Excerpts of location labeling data

"""

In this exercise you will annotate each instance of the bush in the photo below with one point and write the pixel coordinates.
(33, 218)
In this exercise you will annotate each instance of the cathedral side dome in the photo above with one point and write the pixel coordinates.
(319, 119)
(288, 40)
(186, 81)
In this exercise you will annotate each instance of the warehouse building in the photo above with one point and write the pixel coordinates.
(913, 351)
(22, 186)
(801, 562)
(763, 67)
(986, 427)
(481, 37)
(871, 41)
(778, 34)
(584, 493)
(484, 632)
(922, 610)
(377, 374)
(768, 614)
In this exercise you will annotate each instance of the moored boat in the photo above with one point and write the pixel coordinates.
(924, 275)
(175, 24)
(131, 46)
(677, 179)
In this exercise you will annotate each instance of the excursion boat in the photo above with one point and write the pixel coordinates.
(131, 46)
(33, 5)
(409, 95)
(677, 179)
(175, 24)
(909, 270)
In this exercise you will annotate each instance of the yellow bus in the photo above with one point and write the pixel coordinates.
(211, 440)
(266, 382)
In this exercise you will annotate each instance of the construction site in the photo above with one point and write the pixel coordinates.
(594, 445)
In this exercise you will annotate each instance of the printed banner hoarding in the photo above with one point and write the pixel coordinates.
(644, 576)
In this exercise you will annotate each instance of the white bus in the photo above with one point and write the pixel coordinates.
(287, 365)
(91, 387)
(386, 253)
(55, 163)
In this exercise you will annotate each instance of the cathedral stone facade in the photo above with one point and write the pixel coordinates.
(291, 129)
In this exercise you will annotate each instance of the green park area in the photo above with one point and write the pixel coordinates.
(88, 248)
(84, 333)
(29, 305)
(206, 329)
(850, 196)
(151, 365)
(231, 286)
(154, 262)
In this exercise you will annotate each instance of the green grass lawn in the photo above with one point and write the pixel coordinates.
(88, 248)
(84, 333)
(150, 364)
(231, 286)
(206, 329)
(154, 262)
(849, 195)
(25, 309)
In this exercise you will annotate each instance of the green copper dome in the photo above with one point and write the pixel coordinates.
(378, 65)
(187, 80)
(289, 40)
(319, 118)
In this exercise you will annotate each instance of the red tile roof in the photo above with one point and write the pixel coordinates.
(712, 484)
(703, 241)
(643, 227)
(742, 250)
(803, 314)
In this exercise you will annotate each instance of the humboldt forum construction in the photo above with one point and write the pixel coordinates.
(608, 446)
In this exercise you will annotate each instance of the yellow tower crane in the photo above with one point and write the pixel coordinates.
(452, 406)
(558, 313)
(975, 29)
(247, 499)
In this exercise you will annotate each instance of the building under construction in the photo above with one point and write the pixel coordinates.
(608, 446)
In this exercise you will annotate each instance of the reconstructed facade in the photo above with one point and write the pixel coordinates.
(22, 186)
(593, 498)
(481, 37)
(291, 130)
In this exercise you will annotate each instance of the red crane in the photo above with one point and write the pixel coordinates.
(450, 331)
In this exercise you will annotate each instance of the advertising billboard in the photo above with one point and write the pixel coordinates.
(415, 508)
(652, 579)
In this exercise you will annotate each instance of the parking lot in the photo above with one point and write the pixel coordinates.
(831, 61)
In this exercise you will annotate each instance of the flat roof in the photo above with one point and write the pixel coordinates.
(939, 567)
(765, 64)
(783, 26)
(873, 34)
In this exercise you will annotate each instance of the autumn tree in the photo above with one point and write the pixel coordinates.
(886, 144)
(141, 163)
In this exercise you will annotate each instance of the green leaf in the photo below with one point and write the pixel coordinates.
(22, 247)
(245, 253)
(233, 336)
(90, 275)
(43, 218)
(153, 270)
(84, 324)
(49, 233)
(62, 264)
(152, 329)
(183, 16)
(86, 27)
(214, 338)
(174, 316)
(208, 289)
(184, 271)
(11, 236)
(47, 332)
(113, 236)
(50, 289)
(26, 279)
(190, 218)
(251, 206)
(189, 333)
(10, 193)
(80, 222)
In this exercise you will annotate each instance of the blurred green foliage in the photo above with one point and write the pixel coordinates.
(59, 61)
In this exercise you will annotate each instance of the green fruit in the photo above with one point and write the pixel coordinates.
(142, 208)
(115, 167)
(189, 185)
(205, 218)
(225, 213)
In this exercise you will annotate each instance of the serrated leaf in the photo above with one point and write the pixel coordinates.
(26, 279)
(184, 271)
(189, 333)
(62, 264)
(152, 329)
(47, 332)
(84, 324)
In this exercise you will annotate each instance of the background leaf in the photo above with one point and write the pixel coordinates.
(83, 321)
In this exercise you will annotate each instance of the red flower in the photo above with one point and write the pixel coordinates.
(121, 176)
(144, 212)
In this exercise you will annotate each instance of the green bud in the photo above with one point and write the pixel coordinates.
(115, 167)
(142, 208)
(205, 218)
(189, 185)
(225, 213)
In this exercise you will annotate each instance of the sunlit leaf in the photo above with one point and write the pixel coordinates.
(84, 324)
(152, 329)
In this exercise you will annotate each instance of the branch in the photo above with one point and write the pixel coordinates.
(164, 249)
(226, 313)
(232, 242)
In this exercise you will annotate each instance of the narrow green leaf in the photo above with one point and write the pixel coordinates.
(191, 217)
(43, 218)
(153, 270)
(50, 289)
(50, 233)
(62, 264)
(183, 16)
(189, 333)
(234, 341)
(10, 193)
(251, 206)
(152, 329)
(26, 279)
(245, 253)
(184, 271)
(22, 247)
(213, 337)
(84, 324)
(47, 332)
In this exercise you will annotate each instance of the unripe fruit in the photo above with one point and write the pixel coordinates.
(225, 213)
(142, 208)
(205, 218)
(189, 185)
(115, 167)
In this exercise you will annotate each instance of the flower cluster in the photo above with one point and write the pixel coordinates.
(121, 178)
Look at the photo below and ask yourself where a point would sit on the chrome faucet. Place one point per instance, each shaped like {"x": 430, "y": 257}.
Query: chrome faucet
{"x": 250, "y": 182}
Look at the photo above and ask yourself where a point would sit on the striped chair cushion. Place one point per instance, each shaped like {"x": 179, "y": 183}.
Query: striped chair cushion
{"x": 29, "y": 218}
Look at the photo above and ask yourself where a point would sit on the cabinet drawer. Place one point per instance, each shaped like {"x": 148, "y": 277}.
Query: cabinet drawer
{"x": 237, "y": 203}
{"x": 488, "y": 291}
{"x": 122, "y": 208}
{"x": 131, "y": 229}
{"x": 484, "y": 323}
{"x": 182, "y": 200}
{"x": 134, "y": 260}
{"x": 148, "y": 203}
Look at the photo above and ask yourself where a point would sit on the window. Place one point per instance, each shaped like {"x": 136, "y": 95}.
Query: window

"""

**WHAT YOU SHOULD DO**:
Write out the listing once more, matching it exactly.

**EXERCISE ANSWER**:
In this exercise you will annotate each instance of the bush in the photo below with one point and write the pixel coordinates.
(33, 218)
In this exercise you will annotate each instance of the cathedral side dome in the photo above with one point and write the pixel coordinates.
(319, 119)
(288, 40)
(186, 81)
In this exercise you will annotate each instance of the warehouse building in the photo above with one point and write the pixel coordinates.
(913, 351)
(22, 186)
(801, 562)
(763, 67)
(986, 427)
(481, 37)
(871, 41)
(778, 34)
(584, 493)
(484, 632)
(922, 610)
(377, 374)
(768, 614)
In this exercise you will annotate each instance of the moored boat in the photo above with one point and write the pixel coordinates.
(924, 275)
(175, 24)
(131, 46)
(677, 179)
In this exercise you will annotate each instance of the excursion boat in the photo above with one point and write the pixel coordinates.
(131, 46)
(33, 5)
(409, 95)
(677, 179)
(175, 24)
(909, 270)
In this exercise you will annotate each instance of the yellow bus in the photo above with one point and write the pixel coordinates.
(211, 440)
(266, 382)
In this exercise you will annotate each instance of the construction site in the photo above with one point and write the pixel coordinates.
(594, 445)
In this exercise you will annotate each instance of the printed banner hoarding in the photo above with one point and write the pixel coordinates.
(644, 576)
In this exercise you will annotate each instance of the white bus in the photo above with one point and write the pixel coordinates.
(287, 365)
(91, 387)
(386, 253)
(55, 163)
In this exercise you will annotate each instance of the cathedral stone facade in the photo above with one point and write the pixel coordinates.
(291, 129)
In this exercise you will annotate each instance of the green park area in the photo above with one point and write the pixel coordinates.
(88, 248)
(84, 333)
(29, 305)
(206, 329)
(850, 196)
(151, 365)
(231, 286)
(154, 262)
In this exercise you will annotate each instance of the green grass lawn in the photo above with one point and write the pixel coordinates.
(88, 248)
(84, 333)
(150, 364)
(231, 286)
(206, 329)
(154, 262)
(849, 195)
(25, 309)
In this exercise you will annotate each instance of the green copper dome in the photo above with one point and write the pixel coordinates.
(378, 65)
(187, 80)
(289, 40)
(319, 118)
In this exercise you will annotate each instance of the red tile roof in the photo above with one point and write the pixel coordinates.
(712, 484)
(703, 241)
(643, 227)
(742, 250)
(803, 314)
In this exercise you will annotate each instance of the humboldt forum construction in the photo above with one point and write the pixel coordinates.
(608, 446)
In this exercise you will annotate each instance of the yellow tower crane in the photo above with one point and write the pixel coordinates.
(452, 406)
(558, 313)
(975, 29)
(247, 499)
In this exercise you will annotate each instance of the building under construction in the photo above with one point and write the pixel coordinates.
(608, 446)
In this exercise you will annotate each instance of the reconstructed facade in the photo above with one point and write the pixel coordinates.
(22, 186)
(593, 498)
(481, 37)
(291, 130)
In this exercise you will annotate each instance of the red crane in the photo above with one point and write the pixel coordinates.
(450, 331)
In this exercise you will annotate each instance of the advertising billboard in the photo above with one point and write the pixel coordinates.
(415, 508)
(652, 579)
In this exercise you will annotate each instance of the parking lot in the photo above with one point and write the pixel coordinates.
(831, 61)
In this exercise you will annotate each instance of the flat roof in the photo above with one point and write the pixel coordinates.
(939, 567)
(765, 64)
(783, 26)
(873, 34)
In this exercise you will annotate each instance of the autumn tree in the photo above with one point and write the pixel coordinates.
(886, 144)
(141, 163)
In this exercise you will annotate each instance of the green leaf in the photo below with one point and write the pixel coordinates.
(22, 247)
(245, 253)
(233, 336)
(90, 275)
(43, 218)
(153, 270)
(84, 324)
(49, 233)
(62, 264)
(152, 329)
(183, 16)
(86, 27)
(214, 338)
(174, 316)
(208, 289)
(184, 271)
(11, 236)
(47, 332)
(113, 236)
(50, 289)
(26, 279)
(190, 218)
(251, 206)
(189, 333)
(10, 193)
(80, 222)
In this exercise you will annotate each instance of the blurred green foliage in the photo above with one point and write the pixel coordinates.
(59, 61)
In this exercise you will annotate each instance of the green fruit in the photo above with one point and write the pixel coordinates.
(142, 208)
(115, 167)
(189, 185)
(205, 218)
(225, 213)
In this exercise you will annotate each instance of the serrated leaf in the photo above with one point and write the pixel coordinates.
(26, 279)
(184, 271)
(189, 333)
(62, 264)
(152, 329)
(47, 332)
(84, 324)
In this exercise you will annotate each instance of the background leaf in the photo above with one point and write the pixel coordinates.
(83, 321)
In this exercise you will annotate each instance of the red flower in the photo above with one point and write the pixel coordinates.
(121, 176)
(144, 212)
In this exercise you will annotate each instance of the green bud in the photo above with one point and write the pixel coordinates.
(115, 167)
(142, 208)
(205, 218)
(189, 185)
(225, 213)
In this exercise you will annotate each instance of the sunlit leaf in the photo above with one point and write the pixel coordinates.
(84, 324)
(152, 329)
In this exercise you will annotate each instance of the branch in the photo above with one point and write the pixel coordinates.
(164, 249)
(226, 313)
(232, 242)
In this exercise you will annotate each instance of the narrow green leaf in the photo above with one point and write the pixel coordinates.
(191, 217)
(43, 218)
(153, 270)
(50, 289)
(50, 233)
(62, 264)
(183, 16)
(189, 333)
(234, 341)
(10, 193)
(251, 206)
(152, 329)
(26, 279)
(245, 253)
(184, 271)
(22, 247)
(213, 337)
(84, 324)
(47, 332)
In this exercise you will annotate each instance of the unripe fruit in the photo above with one point and write the pixel coordinates.
(225, 213)
(142, 208)
(205, 218)
(189, 185)
(115, 167)
In this exercise you will annotate each instance of the flower cluster in the photo above with one point and write the pixel coordinates.
(121, 178)
Look at the photo below and ask yourself where a point would sit on the chrome faucet. Place one point per instance, each shaped like {"x": 430, "y": 257}.
Query: chrome faucet
{"x": 250, "y": 182}
Look at the photo above and ask yourself where a point would sit on the striped chair cushion. Place one point per instance, each shaped like {"x": 179, "y": 183}.
Query: striped chair cushion
{"x": 29, "y": 218}
Look at the photo above and ask yourself where a point would sit on the cabinet drawer. Place one point per instance, each shaped like {"x": 148, "y": 277}.
Query: cabinet drawer
{"x": 237, "y": 203}
{"x": 488, "y": 291}
{"x": 122, "y": 208}
{"x": 131, "y": 229}
{"x": 484, "y": 323}
{"x": 182, "y": 200}
{"x": 134, "y": 260}
{"x": 148, "y": 203}
Look at the photo above and ask yourself where a point would sit on the window. Place one point per instance, each shaped like {"x": 136, "y": 95}.
Query: window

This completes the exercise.